## begin Document text

Zulip Chat Archive

Stream: lean4

Topic: query API


Arthur Paulino (Nov 25 2021 at 15:16):

Hi! I'm trying to build a query API à la Spark for Scala (and I am learning a lot in the process). So far, this is where I'm at:

abbrev Col := Lean.Name

inductive ColProp
  | EqE (c : Col) (e : Entry)
  | EqC (c : Col) (c' : Col)
  | NeqE (c : Col) (e : Entry)
  | NeqC (c : Col) (c' : Col)
  | And (cp : ColProp) (cp' : ColProp)
  | Or (cp : ColProp) (cp' : ColProp)

-- constant colEqEntry (c : Nat) (e : Entry) : Type

infix:50 " =e " => ColProp.EqE
infix:50 " =c " => ColProp.EqC
infix:50 " ≠e " => ColProp.NeqE
infix:50 " ≠c " => ColProp.NeqC
infix:75 " ∧ " => ColProp.And
infix:75 " ∨ " => ColProp.Or

inductive QueryStep
  | table (n : String)
  | select (l : List Col)
  | filter (cp : ColProp)
  | joinₗ (t : String) (on : List Col)

structure Query where
  steps : List QueryStep
  deriving Inhabited

constant table (n : String) : Query :=
⟨[QueryStep.table n]⟩

namespace Query

constant select (q : Query) (l : List Col) : Query :=
q.steps.concat (QueryStep.select l)⟩

constant filter (q : Query) (cp : ColProp) : Query :=
q.steps.concat (QueryStep.filter cp)⟩

constant joinₗ (q : Query) (t : String) (on : List Col) : Query :=
q.steps.concat (QueryStep.joinₗ t on)⟩

end Query
#check (((table "cars").select [`id, `name]).joinₗ "prices" [`id]).filter (`price e 500)
-- Query.filter (Query.joinₗ (Query.select (table "cars") [`id, `name]) "prices" [`id]) (`price ≠e 500) : Query

Two things:

  • Is it possible to avoid the need for this process of going back and adding parentheses everytime I want to add a new transformation?
  • I'd like the joinₗ query step to receive another Query in the first parameter, but I got into some kind of definition chicken/egg race. Is it possible to avoid this problem?

Mario Carneiro (Nov 25 2021 at 16:53):

you can use mutual inductive, although you will have to convert the structure to an inductive like inductive Query | mk (steps : List QueryStep)

Arthur Paulino (Nov 25 2021 at 16:57):

Thanks! Let me try that :thinking:

Arthur Paulino (Nov 25 2021 at 17:00):

Is this updated? It's a bit hard to read

Mario Carneiro (Nov 25 2021 at 17:03):

doesn't look like it

Mario Carneiro (Nov 25 2021 at 17:04):

the cliff notes version is that to write a mutual inductive you say

mutual

inductive A
| mk : B -> A

inductive B
| mk : A -> B

end

Arthur Paulino (Nov 25 2021 at 17:08):

Thanks!! This is looking clean:

mutual
  inductive Query
    | mk (steps : List QueryStep)

## end Document text

#### [Required task A]
In the thread, what are the constructors of the inductive type ColProp?
#### [Required task B]
Quote the thread word for word, from "Hi! I'm trying" up to and including "And (cp : ColProp) (cp' : ColProp)".
Work only from the thread itself.

## begin Extracted records

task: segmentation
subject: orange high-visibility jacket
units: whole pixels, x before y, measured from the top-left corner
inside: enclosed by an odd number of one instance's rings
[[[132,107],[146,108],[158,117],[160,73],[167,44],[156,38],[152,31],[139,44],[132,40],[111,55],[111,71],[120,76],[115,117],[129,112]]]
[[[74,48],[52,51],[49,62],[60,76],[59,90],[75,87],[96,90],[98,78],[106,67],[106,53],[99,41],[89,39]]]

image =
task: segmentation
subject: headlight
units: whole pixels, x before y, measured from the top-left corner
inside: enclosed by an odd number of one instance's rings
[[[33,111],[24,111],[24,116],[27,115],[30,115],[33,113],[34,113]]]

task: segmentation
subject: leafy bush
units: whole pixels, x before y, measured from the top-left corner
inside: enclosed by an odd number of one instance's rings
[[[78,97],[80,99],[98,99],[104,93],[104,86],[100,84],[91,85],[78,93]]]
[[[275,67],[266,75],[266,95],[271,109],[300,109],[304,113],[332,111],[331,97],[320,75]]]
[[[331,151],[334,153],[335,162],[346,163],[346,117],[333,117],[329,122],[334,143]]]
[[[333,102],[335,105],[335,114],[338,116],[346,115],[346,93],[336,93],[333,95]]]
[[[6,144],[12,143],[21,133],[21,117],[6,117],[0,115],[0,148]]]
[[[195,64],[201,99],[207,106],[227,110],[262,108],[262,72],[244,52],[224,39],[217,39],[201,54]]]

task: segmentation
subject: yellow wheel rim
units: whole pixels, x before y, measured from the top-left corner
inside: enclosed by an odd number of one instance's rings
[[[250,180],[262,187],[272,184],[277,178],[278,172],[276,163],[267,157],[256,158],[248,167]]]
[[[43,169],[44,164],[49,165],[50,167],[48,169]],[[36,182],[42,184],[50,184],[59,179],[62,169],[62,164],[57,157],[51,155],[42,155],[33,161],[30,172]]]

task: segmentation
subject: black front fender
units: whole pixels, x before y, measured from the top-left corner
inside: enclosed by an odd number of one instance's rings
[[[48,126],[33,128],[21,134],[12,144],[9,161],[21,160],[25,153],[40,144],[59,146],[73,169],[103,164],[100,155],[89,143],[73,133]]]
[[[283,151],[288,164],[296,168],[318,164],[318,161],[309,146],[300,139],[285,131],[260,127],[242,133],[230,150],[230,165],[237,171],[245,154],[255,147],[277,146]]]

## end Extracted records

#### [Task answer A]
EqE, EqC, NeqE, NeqC, And, Or

#### [Task answer B]
Hi! I'm trying to build a query API à la Spark for Scala (and I am learning a lot in the process). So far, this is where I'm at:

abbrev Col := Lean.Name

inductive ColProp
  | EqE (c : Col) (e : Entry)
  | EqC (c : Col) (c' : Col)
  | NeqE (c : Col) (e : Entry)
  | NeqC (c : Col) (c' : Col)
  | And (cp : ColProp) (cp' : ColProp)